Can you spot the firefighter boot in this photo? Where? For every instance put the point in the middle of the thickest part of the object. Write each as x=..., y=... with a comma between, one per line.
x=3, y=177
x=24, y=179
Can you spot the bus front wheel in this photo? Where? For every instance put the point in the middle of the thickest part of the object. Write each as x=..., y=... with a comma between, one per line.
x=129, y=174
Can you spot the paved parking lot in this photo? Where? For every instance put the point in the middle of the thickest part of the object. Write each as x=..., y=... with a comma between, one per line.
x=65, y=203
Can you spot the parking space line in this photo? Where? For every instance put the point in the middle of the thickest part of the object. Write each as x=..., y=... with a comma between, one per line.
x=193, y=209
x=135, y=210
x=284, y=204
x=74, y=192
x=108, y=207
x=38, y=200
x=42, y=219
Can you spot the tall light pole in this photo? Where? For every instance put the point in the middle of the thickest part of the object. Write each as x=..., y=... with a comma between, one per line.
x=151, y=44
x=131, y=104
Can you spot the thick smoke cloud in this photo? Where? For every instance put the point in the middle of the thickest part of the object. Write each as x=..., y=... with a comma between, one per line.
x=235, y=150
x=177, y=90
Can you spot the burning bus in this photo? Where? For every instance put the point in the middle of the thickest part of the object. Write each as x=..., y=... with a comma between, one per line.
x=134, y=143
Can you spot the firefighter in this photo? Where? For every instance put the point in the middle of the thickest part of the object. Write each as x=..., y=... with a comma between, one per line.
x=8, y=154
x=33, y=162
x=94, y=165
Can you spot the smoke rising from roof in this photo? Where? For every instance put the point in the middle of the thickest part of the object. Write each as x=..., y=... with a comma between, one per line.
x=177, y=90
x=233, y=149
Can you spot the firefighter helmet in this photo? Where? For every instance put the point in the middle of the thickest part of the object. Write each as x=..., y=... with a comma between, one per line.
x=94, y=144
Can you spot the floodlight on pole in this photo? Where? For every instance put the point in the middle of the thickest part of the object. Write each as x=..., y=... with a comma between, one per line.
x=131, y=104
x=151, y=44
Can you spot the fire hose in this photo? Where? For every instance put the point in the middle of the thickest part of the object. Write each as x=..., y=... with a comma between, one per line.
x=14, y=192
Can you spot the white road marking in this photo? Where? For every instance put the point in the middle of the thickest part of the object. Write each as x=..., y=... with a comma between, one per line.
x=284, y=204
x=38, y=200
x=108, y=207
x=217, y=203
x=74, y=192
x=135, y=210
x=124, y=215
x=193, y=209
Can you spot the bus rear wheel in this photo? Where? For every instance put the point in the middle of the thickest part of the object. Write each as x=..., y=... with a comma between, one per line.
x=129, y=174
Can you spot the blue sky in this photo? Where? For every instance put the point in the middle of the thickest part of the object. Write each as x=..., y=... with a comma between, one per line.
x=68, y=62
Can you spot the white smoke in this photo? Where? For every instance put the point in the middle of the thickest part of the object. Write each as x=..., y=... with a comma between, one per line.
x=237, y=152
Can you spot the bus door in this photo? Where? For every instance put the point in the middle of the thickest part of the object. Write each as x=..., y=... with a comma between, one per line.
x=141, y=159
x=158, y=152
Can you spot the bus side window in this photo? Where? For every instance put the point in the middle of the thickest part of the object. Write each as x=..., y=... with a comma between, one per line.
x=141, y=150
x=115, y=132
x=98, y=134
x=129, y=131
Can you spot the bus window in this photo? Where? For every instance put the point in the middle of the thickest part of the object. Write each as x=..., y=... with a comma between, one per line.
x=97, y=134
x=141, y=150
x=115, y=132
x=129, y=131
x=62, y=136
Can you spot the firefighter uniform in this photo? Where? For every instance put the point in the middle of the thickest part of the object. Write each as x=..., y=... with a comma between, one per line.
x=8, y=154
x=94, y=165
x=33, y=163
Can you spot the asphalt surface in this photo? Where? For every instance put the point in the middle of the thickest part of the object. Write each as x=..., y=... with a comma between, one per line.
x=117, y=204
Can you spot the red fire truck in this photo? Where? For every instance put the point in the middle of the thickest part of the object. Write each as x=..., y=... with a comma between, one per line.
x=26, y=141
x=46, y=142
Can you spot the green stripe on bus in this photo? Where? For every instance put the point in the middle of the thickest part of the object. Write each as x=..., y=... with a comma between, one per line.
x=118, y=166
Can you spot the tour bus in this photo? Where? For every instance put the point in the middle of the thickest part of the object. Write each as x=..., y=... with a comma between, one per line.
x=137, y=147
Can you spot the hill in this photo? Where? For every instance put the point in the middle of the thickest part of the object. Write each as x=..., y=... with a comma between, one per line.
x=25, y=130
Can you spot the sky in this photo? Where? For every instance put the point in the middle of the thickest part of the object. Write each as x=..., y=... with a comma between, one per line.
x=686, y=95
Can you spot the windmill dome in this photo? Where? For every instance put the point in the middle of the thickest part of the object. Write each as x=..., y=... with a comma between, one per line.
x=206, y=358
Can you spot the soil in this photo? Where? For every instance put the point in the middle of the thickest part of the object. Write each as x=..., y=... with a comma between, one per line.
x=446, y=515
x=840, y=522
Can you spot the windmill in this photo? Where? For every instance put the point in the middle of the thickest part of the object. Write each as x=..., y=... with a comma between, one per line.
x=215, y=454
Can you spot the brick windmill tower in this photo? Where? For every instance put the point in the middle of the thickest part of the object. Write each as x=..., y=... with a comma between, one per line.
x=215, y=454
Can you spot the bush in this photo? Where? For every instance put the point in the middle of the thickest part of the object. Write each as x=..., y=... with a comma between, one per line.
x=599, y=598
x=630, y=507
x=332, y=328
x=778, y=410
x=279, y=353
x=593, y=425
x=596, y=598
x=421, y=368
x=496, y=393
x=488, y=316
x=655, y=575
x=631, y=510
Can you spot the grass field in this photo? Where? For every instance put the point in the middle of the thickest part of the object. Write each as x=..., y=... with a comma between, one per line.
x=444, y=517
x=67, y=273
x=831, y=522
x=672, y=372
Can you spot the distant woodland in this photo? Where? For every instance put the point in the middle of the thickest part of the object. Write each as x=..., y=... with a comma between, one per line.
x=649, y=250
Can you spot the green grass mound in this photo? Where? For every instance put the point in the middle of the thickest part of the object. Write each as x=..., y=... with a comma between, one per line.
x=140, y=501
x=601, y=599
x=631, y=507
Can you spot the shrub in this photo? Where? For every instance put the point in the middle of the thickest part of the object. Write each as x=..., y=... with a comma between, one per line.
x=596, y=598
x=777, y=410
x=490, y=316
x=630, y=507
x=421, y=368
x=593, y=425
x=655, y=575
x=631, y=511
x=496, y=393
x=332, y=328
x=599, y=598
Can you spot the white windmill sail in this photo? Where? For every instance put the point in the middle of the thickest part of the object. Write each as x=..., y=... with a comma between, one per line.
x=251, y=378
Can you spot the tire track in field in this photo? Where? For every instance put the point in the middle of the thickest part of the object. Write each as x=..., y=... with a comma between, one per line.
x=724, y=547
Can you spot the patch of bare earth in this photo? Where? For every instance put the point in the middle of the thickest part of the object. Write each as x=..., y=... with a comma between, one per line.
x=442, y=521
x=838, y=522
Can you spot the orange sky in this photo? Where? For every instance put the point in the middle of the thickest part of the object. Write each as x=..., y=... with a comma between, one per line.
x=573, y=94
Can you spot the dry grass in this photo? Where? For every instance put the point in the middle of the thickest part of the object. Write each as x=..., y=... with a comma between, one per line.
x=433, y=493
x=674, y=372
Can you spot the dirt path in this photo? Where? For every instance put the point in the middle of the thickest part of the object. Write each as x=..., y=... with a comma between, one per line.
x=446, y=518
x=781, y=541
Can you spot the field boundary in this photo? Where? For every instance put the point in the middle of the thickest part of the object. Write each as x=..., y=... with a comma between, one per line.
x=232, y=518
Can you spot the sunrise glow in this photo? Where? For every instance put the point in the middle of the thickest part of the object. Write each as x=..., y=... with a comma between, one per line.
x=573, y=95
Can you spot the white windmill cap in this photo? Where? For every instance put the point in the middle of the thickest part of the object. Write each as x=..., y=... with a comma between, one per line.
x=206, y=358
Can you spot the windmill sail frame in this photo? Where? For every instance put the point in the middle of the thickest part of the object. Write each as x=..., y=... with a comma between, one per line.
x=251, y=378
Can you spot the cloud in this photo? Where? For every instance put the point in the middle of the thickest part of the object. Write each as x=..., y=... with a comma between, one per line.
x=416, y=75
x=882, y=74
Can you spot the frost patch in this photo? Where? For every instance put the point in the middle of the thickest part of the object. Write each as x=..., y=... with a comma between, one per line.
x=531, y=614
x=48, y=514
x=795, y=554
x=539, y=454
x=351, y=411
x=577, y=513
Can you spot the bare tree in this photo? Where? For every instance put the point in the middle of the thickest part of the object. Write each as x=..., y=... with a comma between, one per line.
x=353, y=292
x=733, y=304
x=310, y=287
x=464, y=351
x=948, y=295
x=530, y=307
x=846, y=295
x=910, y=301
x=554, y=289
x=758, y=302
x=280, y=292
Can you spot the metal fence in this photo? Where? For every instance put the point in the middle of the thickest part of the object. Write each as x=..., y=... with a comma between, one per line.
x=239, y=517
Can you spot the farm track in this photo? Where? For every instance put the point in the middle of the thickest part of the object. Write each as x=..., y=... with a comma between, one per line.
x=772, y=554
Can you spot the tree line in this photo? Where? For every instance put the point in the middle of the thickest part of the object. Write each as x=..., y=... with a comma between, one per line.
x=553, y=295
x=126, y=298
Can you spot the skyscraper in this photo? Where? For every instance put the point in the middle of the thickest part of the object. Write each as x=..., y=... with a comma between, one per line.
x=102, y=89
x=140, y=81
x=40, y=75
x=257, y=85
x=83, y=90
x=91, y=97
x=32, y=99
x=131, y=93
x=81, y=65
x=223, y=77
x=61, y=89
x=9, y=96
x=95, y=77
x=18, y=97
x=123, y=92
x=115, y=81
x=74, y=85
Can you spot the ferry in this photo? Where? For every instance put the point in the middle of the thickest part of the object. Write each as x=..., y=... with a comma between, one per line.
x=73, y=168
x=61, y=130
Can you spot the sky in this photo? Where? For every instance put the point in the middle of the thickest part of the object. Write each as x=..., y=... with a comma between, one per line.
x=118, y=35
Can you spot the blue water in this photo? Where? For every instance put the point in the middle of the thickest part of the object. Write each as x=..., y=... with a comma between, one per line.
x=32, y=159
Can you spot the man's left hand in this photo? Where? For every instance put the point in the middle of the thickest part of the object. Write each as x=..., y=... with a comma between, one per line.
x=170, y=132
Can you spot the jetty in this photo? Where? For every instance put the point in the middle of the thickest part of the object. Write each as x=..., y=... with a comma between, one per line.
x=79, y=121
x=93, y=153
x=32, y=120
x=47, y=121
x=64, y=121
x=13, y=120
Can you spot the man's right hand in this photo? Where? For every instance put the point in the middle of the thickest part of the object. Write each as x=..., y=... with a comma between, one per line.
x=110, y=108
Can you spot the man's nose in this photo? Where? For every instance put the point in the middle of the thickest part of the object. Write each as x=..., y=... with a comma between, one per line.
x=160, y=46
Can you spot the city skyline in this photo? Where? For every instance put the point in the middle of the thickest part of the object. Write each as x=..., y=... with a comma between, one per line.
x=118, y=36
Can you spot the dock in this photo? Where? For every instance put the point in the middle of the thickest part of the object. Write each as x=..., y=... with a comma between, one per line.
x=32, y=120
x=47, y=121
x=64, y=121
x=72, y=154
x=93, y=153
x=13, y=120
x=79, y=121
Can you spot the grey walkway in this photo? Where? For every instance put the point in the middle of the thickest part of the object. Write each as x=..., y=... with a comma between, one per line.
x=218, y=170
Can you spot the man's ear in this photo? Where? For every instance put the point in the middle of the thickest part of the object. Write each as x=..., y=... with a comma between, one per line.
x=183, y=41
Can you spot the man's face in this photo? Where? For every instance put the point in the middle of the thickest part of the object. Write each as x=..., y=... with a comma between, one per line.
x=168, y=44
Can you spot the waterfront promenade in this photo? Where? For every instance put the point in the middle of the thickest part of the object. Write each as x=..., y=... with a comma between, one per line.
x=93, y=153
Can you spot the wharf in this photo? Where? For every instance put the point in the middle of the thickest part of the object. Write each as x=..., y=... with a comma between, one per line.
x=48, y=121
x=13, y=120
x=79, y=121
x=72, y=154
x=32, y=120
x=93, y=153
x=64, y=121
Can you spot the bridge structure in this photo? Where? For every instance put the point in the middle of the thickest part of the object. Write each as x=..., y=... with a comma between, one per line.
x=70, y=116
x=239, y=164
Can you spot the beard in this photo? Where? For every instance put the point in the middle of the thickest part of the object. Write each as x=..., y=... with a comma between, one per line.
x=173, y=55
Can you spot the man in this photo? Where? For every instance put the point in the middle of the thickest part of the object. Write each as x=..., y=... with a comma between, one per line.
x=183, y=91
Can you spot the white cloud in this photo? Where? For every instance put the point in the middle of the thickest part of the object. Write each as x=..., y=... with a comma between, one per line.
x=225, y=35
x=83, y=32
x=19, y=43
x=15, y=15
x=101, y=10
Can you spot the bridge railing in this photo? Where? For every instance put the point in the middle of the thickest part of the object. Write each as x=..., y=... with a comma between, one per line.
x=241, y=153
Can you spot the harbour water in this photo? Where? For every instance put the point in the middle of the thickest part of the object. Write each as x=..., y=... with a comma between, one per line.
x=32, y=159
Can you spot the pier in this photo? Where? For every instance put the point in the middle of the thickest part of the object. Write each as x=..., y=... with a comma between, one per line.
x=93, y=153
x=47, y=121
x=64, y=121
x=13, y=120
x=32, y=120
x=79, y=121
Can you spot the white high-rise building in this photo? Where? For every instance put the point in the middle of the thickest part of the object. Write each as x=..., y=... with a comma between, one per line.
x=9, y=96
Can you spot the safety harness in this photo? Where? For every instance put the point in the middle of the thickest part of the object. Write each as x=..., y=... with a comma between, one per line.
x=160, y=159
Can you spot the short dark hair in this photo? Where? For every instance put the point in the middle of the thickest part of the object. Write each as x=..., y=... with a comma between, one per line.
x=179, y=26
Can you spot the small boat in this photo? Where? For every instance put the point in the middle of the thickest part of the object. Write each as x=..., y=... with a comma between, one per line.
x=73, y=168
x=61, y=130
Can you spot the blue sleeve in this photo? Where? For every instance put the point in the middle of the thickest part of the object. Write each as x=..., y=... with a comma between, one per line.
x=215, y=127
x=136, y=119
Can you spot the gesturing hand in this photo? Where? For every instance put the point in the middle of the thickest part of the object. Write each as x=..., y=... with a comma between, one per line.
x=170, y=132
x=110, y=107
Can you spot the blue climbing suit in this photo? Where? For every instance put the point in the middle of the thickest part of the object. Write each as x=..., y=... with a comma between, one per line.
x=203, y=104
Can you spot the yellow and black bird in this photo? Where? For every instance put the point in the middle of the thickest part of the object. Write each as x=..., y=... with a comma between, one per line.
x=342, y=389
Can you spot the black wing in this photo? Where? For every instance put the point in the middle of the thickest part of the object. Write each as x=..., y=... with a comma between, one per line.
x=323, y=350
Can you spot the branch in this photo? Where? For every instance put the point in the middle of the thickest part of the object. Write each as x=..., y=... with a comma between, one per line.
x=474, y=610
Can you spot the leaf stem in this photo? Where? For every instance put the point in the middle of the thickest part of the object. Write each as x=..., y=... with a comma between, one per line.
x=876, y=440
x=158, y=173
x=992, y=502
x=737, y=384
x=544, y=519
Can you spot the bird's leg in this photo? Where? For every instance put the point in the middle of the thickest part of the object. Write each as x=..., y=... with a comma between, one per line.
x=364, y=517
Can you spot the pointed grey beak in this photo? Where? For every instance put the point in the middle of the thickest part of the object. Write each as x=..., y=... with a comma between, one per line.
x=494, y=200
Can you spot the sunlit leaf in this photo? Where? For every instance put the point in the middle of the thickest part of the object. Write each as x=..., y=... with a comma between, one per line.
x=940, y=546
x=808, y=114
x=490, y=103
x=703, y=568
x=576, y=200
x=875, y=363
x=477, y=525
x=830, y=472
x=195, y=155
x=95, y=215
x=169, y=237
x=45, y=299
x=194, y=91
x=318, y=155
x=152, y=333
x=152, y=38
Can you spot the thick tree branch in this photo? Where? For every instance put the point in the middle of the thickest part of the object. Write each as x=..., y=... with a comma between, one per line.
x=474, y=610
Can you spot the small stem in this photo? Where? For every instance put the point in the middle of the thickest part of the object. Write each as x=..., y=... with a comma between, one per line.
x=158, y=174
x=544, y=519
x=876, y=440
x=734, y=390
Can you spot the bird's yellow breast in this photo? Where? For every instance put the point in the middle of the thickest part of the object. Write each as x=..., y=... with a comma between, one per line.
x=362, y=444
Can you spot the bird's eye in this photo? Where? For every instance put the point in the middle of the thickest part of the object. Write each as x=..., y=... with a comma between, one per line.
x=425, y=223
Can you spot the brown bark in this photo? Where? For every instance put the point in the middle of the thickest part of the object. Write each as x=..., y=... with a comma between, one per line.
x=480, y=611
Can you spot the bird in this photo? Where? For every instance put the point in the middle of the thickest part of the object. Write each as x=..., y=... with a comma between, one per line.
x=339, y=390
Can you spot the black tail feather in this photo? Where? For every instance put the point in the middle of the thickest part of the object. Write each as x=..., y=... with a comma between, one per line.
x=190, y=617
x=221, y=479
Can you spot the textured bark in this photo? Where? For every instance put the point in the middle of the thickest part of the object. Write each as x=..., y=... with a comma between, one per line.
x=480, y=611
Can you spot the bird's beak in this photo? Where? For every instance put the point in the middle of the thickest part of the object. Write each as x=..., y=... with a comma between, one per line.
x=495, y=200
━━━━━━
▸ **TASK INSTRUCTIONS**
Duplicate the stretch of the material above from the line containing "Can you spot the man's ear" through the line containing "x=183, y=41", both lines included, with every character unchanged.

▸ **SOLUTION FOR THIS EXERCISE**
Can you spot the man's ear in this photo? Where? For every instance put the point in the middle of the thickest part of the object. Write each as x=..., y=... with a comma between, one per line.
x=183, y=41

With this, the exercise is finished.